**Direction**
Gather each line of the records that contains the word "cloud" and copy it in full.

**Input data**
--- Begin ---
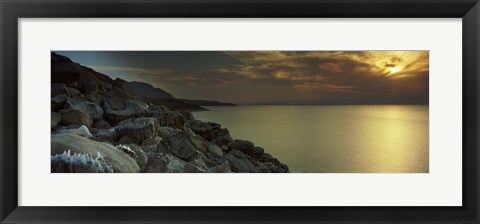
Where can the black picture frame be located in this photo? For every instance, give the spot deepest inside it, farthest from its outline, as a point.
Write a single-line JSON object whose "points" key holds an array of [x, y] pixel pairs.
{"points": [[11, 11]]}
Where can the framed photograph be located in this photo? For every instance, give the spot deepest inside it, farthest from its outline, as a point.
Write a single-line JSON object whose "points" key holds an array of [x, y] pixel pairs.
{"points": [[239, 111]]}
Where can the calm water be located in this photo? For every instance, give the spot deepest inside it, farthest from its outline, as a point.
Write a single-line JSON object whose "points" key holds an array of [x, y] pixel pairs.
{"points": [[333, 139]]}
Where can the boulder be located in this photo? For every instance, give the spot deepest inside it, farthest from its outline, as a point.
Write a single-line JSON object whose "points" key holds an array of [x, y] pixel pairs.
{"points": [[183, 145], [76, 117], [141, 156], [138, 129], [132, 109], [120, 161], [167, 163], [244, 146], [215, 150], [149, 142], [92, 109], [169, 118], [82, 131], [105, 135], [79, 163], [100, 124], [240, 163], [223, 167], [58, 102], [54, 119], [127, 140], [166, 132]]}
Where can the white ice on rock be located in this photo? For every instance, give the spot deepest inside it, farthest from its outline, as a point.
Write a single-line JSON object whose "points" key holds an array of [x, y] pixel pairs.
{"points": [[82, 131], [127, 150], [79, 163]]}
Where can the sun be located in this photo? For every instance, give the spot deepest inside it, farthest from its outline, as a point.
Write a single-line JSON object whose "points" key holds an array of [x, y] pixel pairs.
{"points": [[394, 70]]}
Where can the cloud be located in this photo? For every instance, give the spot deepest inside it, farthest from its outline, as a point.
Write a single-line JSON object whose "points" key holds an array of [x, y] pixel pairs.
{"points": [[277, 76]]}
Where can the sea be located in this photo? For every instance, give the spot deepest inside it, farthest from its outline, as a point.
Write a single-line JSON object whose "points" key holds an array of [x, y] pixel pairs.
{"points": [[333, 138]]}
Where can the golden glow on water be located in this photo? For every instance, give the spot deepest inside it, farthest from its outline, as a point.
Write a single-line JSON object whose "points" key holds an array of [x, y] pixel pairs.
{"points": [[333, 138]]}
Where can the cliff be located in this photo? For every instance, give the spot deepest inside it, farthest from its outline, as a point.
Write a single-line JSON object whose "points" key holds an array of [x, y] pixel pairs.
{"points": [[103, 125]]}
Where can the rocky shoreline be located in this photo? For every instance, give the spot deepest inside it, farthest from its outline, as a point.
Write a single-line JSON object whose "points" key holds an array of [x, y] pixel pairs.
{"points": [[101, 125]]}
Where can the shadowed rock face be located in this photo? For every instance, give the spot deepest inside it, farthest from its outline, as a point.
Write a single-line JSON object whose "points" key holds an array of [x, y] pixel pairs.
{"points": [[132, 108], [138, 129], [104, 125]]}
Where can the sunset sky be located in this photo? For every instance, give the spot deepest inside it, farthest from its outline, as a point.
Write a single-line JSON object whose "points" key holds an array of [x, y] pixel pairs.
{"points": [[273, 77]]}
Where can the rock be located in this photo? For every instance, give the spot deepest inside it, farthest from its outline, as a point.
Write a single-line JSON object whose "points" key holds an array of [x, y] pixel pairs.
{"points": [[215, 150], [126, 149], [54, 119], [138, 129], [120, 161], [183, 145], [240, 163], [169, 118], [211, 132], [221, 168], [101, 124], [82, 131], [166, 132], [92, 109], [132, 109], [127, 140], [77, 117], [149, 142], [141, 157], [244, 146], [167, 163], [157, 108], [73, 92], [200, 162], [105, 135], [58, 88], [79, 163]]}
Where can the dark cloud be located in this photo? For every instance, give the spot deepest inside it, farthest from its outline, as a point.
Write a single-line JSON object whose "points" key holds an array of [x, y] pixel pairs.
{"points": [[285, 77]]}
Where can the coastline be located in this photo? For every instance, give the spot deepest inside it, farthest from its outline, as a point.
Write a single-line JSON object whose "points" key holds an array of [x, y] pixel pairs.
{"points": [[100, 125]]}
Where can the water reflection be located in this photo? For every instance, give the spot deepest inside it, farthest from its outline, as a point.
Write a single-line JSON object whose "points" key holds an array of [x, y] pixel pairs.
{"points": [[333, 138]]}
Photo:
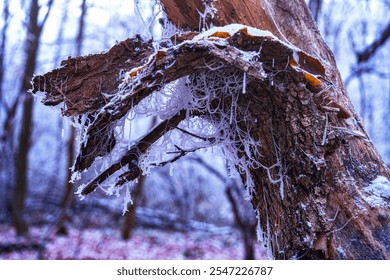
--- End ---
**Exercise solution**
Where can the cloud be located in this photo? For every instance, give the spot deepest inside it, farthest from its outline, as a point.
Where can the dark cloud be located in this photo? For every instance, give the spot deepest inside it, farthest from its outline, as a point.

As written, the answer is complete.